**SOURCE TEXT**
By the age of 18 she was producing series of drawings of characters for the local papers and magazines. She drew many players for the Sussex County Cricket Club and Brighton and Hove Albion Football Club. She earned her living as an artist until 1938, when she married Captain Maurice Pannett. He had served in the Devonshire Regiment, was then bursar at Bromsgrove School, and would soon be called up again during the Second World War.
After the war the family moved to Rose Hill School, in Gloucestershire, where Maurice took a teaching post, then in 1949 to Croydon, Surrey, where Juliet turned her garage into a studio and resumed her artistic career. She joined the Croydon Art Society and drew local characters for the Croydon Advertiser. Painting had been difficult after marriage as she brought up her two children, Denis and Elizabeth, who both became artists. London offered the best opportunities for her talents. As the family lacked a car, this meant lugging her heavy bag of materials a mile to the station and back, in addition to the responsibilities of looking after her family. Maurice's prep-school salary being modest, paying guests helped finances.
Juliet Pannett became a familiar figure sketching at the Albert Hall and Festival Hall, often attending orchestra rehearsals. She also attended jazz clubs, Louis Armstrong and Benny Goodman among her many musician subjects. They would often sign the completed portrait.

**TASK SET**
1. According to the Juliet Pannett passage, in what year did the family move to Croydon?
2. Say whether each statement agrees with the Juliet Pannett passage, answering yes or no and quoting the words that decide it: (a) She married Captain Maurice Pannett in 1938. (b) The family owned a car. (c) Denis and Elizabeth both became musicians.
3. Copy the Juliet Pannett passage between "After the war" and "guests helped finances.", inclusive, replacing "garage" with "shed".
Answer from the Juliet Pannett passage alone, please.

**DATA SUPPLIED**
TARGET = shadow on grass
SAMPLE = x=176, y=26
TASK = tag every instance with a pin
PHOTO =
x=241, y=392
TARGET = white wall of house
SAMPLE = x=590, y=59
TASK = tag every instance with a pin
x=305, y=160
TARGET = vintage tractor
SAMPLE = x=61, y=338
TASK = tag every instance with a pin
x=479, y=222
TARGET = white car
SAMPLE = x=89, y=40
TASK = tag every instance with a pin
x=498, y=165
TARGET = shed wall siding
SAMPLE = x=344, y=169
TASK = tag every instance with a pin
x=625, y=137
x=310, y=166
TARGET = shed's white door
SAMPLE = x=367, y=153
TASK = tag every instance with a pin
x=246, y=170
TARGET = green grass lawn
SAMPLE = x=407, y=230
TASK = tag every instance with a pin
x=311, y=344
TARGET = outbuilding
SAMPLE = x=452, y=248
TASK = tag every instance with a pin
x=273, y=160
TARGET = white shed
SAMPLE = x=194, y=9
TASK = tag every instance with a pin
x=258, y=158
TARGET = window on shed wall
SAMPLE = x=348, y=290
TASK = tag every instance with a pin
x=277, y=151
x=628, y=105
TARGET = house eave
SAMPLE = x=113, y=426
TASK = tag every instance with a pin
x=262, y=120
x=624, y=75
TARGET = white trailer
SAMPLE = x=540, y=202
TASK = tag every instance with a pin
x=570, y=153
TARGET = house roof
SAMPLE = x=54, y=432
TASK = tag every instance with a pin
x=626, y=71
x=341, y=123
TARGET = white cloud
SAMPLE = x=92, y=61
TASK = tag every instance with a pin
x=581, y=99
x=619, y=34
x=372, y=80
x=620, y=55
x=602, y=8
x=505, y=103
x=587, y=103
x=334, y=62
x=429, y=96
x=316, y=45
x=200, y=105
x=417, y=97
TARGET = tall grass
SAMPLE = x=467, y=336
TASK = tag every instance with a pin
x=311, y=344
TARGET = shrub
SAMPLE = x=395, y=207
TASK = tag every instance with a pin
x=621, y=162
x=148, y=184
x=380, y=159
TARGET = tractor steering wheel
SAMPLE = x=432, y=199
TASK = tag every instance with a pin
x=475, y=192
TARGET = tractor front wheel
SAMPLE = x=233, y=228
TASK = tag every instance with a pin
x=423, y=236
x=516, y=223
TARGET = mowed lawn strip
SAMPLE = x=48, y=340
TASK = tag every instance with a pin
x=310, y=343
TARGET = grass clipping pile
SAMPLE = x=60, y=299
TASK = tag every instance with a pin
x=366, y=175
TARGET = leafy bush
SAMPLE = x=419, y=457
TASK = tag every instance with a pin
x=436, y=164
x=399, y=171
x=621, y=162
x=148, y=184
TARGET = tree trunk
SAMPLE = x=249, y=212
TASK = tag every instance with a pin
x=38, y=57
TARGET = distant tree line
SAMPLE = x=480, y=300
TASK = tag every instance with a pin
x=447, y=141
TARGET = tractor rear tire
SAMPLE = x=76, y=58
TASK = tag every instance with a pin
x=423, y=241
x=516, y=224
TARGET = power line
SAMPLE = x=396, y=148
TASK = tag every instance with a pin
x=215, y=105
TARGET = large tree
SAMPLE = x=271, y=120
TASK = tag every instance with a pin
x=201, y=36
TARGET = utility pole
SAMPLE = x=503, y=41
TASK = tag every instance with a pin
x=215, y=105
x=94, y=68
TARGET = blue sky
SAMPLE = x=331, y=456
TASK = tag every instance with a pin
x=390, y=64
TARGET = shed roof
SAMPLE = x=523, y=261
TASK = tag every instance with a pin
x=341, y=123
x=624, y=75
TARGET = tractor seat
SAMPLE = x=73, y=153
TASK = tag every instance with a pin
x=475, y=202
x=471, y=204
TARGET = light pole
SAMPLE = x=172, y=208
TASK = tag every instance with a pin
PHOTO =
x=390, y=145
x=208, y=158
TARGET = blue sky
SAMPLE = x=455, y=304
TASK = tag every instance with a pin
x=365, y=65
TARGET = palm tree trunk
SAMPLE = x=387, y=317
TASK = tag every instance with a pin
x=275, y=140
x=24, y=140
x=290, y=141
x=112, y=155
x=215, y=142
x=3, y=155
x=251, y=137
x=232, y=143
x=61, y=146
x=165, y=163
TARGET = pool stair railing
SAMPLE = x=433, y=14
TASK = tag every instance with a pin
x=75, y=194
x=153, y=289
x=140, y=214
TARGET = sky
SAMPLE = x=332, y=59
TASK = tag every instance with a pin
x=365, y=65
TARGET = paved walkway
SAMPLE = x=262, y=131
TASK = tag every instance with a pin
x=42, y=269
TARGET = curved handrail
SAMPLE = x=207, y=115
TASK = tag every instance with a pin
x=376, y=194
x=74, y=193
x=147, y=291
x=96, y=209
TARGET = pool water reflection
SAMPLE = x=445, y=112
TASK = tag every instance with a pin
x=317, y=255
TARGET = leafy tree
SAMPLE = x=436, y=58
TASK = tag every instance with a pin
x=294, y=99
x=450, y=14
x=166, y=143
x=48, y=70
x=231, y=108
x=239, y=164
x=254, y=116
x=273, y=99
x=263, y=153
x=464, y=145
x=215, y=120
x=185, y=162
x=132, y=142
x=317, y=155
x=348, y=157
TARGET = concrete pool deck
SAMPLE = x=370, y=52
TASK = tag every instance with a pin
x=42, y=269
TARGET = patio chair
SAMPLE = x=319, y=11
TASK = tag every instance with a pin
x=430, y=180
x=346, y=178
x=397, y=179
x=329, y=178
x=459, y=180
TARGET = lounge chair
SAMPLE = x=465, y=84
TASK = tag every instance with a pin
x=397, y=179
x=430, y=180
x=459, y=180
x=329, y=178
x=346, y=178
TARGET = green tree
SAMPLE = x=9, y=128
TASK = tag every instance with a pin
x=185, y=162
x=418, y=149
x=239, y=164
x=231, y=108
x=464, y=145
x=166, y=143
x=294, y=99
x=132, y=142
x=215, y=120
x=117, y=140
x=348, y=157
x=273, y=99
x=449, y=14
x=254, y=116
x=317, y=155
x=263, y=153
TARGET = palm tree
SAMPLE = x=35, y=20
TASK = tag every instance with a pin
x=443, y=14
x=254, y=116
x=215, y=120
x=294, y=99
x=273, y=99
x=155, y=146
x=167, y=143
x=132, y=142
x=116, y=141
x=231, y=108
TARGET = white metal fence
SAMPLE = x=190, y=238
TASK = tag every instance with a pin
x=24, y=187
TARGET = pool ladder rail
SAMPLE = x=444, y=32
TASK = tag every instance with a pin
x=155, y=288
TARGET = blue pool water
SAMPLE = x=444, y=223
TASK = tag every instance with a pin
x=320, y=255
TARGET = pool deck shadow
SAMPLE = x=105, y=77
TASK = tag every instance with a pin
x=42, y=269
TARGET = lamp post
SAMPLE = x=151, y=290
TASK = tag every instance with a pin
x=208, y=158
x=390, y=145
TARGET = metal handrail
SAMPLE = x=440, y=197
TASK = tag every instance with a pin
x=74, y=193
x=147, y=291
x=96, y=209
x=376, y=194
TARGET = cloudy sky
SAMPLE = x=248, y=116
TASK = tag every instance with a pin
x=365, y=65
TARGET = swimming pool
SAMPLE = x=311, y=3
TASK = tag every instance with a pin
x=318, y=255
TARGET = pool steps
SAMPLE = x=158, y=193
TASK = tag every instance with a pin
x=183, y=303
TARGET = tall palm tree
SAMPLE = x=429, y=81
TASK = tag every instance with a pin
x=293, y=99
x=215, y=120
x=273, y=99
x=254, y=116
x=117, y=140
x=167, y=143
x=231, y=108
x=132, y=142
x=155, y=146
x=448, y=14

**RESPONSES**
1. 1949

2.
(a) Yes: "until 1938, when she married Captain Maurice Pannett"
(b) No: "As the family lacked a car"
(c) No: "who both became artists"

3.
After the war the family moved to Rose Hill School, in Gloucestershire, where Maurice took a teaching post, then in 1949 to Croydon, Surrey, where Juliet turned her shed into a studio and resumed her artistic career. She joined the Croydon Art Society and drew local characters for the Croydon Advertiser. Painting had been difficult after marriage as she brought up her two children, Denis and Elizabeth, who both became artists. London offered the best opportunities for her talents. As the family lacked a car, this meant lugging her heavy bag of materials a mile to the station and back, in addition to the responsibilities of looking after her family. Maurice's prep-school salary being modest, paying guests helped finances.